*What you are asked to do:* Reproduce every one of the following items word for word, leaving out the pictures.

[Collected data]
━━━━━━━━
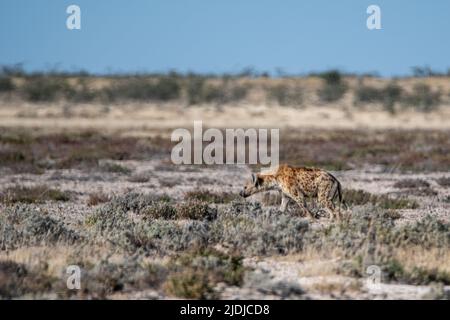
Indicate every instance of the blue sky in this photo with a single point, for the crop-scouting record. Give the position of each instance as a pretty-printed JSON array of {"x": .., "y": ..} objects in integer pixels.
[{"x": 226, "y": 35}]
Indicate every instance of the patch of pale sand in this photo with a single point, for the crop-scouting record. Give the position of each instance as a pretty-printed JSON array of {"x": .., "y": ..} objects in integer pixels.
[{"x": 153, "y": 118}]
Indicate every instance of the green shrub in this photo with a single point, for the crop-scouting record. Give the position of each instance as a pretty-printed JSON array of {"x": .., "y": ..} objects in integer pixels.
[
  {"x": 210, "y": 197},
  {"x": 16, "y": 280},
  {"x": 22, "y": 225},
  {"x": 286, "y": 95},
  {"x": 334, "y": 87},
  {"x": 194, "y": 275},
  {"x": 35, "y": 194},
  {"x": 422, "y": 98},
  {"x": 45, "y": 89},
  {"x": 361, "y": 197},
  {"x": 195, "y": 210}
]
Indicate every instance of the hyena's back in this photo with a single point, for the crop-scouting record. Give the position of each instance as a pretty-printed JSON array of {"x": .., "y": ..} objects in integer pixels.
[{"x": 308, "y": 181}]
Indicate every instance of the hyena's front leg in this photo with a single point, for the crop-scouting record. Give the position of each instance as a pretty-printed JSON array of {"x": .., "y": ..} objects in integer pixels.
[{"x": 284, "y": 202}]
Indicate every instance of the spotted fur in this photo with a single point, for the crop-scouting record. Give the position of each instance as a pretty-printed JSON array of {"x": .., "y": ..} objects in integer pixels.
[{"x": 298, "y": 184}]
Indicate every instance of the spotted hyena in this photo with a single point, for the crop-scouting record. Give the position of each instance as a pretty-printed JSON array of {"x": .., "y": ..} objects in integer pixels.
[{"x": 298, "y": 184}]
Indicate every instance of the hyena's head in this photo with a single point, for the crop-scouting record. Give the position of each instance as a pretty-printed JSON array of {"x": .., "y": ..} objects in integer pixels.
[{"x": 255, "y": 185}]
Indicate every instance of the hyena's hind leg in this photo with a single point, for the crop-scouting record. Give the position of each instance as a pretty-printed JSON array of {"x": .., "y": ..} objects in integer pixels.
[
  {"x": 301, "y": 202},
  {"x": 284, "y": 202},
  {"x": 325, "y": 196}
]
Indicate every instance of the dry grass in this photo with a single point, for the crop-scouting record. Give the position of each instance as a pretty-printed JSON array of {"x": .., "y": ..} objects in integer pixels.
[{"x": 35, "y": 194}]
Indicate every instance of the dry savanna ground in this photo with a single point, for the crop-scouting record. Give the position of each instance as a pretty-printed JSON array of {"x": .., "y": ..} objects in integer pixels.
[{"x": 88, "y": 185}]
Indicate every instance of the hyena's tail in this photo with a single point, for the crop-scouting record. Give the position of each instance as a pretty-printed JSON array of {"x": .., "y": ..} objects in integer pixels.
[{"x": 338, "y": 193}]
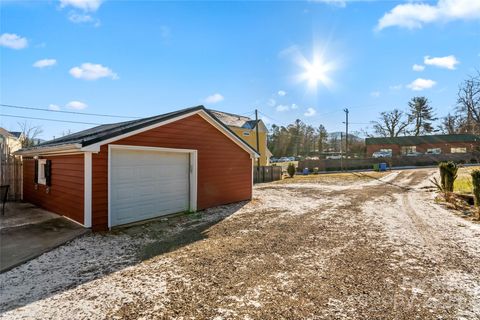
━━━━━━━━
*Full answer:*
Indicate every instance of the blue sky in this photo with a single point, for the crop-scouting record. Give the position of each instance as a pretty-printed JSON array of {"x": .., "y": ..} objects in integer pixels.
[{"x": 226, "y": 35}]
Indicate every instance of the patch of pale sand in this photo with a single point, for the crop-scouting record. Give the position of each instance as a pretty-printed JSON array of {"x": .., "y": ..} objects in integer pixels.
[{"x": 153, "y": 118}]
Indicate every instance of the green shrub in this photo with a single point, for the crop-scouting record. Give the position of each instance as a pretty-printed JSON array of {"x": .., "y": ..} objects in integer pixels.
[
  {"x": 210, "y": 197},
  {"x": 16, "y": 280},
  {"x": 22, "y": 225},
  {"x": 286, "y": 95},
  {"x": 334, "y": 87},
  {"x": 194, "y": 275},
  {"x": 35, "y": 194},
  {"x": 422, "y": 98},
  {"x": 45, "y": 89},
  {"x": 361, "y": 197},
  {"x": 195, "y": 210}
]
Indicate every instance of the hyena's back in this photo with a single point, for the crop-scouting record. Give the position of each instance as a pretty-printed JSON array of {"x": .., "y": ..} objects in integer pixels.
[{"x": 308, "y": 181}]
Indicate every instance of the hyena's front leg in this photo with a single point, for the crop-scouting record. Give the position of each instance as a pretty-printed JSON array of {"x": .., "y": ..} objects in integer pixels.
[{"x": 284, "y": 202}]
Indicate every instance of the spotted fur in this photo with a single point, for the crop-scouting record. Give the position of each instance as a pretty-printed JSON array of {"x": .., "y": ..} objects in integer pixels.
[{"x": 298, "y": 184}]
Indicate every instance of the spotted hyena in this photo with a single point, for the crop-scouting record. Give the position of each instance as a pretty-printed JSON array of {"x": .., "y": ..} objects in integer pixels.
[{"x": 298, "y": 184}]
Indicate every instance of the hyena's head in this photo with a single point, for the crop-scouting record. Give the position of each instance as a pretty-printed JSON array of {"x": .., "y": ..} objects in integer pixels.
[{"x": 255, "y": 185}]
Indicate every instance of the hyena's hind leg in this photo with a single point, for the crop-scouting record. Give the position of each instance as a pretty-printed JSON array of {"x": .., "y": ..} objects in integer pixels.
[
  {"x": 301, "y": 202},
  {"x": 284, "y": 202},
  {"x": 325, "y": 196}
]
Indicate every instance of the dry grass in this photo with a single point, for the crop-scouting record. Give the position of each instance as a pretty-printed JSON array of {"x": .., "y": ..} objects in integer pixels.
[{"x": 35, "y": 194}]
Indicate every instance of the dry savanna ground in this photo with a single point, for the crop-scouting record. Give the position of each instance as a pretty-printed JSON array of {"x": .., "y": ..} objects in integer pixels.
[{"x": 88, "y": 185}]
Indicate every instance of the hyena's tail in this photo with a single point, for the crop-scouting record. Give the position of each instance as a pretty-printed JSON array of {"x": .., "y": ..} objects in integer pixels.
[{"x": 338, "y": 193}]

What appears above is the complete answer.